Print the rows below verbatim, from the first line of the rows through the line that contains "355 279 565 683", both ends included, and leave the pictures out of your answer.

++++++++++++++++++++

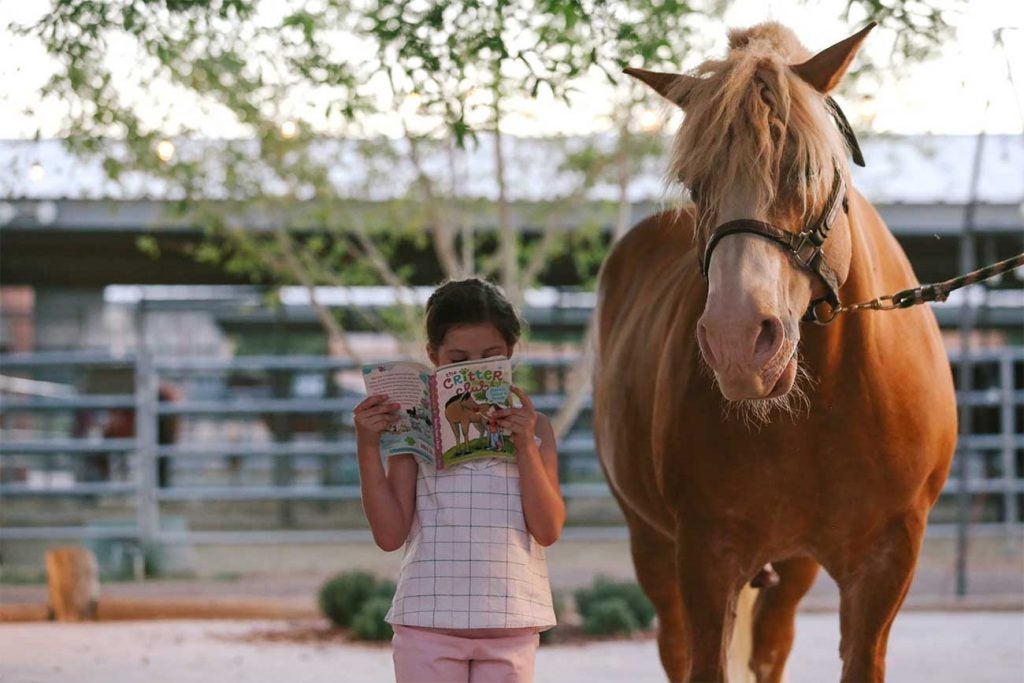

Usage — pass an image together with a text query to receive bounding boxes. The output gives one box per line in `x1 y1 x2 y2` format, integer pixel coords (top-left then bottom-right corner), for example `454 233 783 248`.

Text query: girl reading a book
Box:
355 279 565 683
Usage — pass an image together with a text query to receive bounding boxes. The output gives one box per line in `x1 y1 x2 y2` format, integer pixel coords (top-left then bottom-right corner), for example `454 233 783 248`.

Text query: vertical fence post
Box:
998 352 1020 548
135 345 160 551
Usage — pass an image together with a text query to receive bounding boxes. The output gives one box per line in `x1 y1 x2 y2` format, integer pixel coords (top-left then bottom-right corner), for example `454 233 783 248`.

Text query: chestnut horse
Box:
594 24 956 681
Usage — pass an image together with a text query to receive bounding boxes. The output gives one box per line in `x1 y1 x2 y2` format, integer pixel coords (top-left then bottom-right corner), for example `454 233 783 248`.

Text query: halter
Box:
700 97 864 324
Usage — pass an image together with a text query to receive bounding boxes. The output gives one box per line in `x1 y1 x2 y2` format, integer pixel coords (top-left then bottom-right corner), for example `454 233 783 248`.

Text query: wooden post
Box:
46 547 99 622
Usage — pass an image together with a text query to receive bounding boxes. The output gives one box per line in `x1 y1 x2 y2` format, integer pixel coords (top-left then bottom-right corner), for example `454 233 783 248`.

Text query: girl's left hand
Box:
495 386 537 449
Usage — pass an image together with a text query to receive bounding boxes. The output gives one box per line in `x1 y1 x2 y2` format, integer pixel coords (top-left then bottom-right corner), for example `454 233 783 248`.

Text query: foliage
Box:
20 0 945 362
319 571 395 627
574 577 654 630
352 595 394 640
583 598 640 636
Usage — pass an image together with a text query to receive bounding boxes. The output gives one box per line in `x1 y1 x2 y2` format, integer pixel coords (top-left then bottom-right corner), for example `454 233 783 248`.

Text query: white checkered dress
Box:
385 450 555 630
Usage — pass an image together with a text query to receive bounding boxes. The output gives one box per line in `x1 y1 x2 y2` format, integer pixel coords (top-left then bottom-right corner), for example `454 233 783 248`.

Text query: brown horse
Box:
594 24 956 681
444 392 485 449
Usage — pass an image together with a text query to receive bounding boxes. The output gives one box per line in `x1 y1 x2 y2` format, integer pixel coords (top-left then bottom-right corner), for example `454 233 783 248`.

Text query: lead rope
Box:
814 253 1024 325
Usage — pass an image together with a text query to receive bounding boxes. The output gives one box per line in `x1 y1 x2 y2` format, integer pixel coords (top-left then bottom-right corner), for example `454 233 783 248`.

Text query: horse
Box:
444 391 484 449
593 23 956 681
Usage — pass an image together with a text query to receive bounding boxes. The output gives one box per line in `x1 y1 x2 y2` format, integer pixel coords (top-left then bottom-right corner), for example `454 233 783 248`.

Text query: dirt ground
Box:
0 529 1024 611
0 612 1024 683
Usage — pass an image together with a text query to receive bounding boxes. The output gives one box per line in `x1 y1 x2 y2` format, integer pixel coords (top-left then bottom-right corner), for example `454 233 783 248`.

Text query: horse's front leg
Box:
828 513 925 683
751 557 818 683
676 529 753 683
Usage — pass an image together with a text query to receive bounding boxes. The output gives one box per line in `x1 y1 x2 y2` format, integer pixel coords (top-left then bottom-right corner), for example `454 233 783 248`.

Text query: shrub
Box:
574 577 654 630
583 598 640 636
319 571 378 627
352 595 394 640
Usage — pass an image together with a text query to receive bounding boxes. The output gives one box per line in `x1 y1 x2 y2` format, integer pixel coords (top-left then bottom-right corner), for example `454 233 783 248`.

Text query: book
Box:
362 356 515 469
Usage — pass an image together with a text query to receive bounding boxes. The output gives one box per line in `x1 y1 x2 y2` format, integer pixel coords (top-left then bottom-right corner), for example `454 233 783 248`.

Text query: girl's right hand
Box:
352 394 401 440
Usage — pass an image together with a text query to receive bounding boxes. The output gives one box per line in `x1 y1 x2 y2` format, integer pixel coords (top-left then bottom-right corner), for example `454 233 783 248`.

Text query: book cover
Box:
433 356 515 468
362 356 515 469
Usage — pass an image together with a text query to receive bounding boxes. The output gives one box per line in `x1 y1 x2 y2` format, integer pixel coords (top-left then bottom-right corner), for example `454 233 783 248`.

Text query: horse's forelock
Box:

++++++++++++++++++++

=== Answer to this exercise ===
Usage — pass an image together with a text query to receive bounding boxes. The output gives one box per line in `x1 y1 x2 y2` format, integer pixel coords (top-left then bottom-right corner), for example `454 233 783 248`.

Text query: girl reading a book
Box:
355 279 565 683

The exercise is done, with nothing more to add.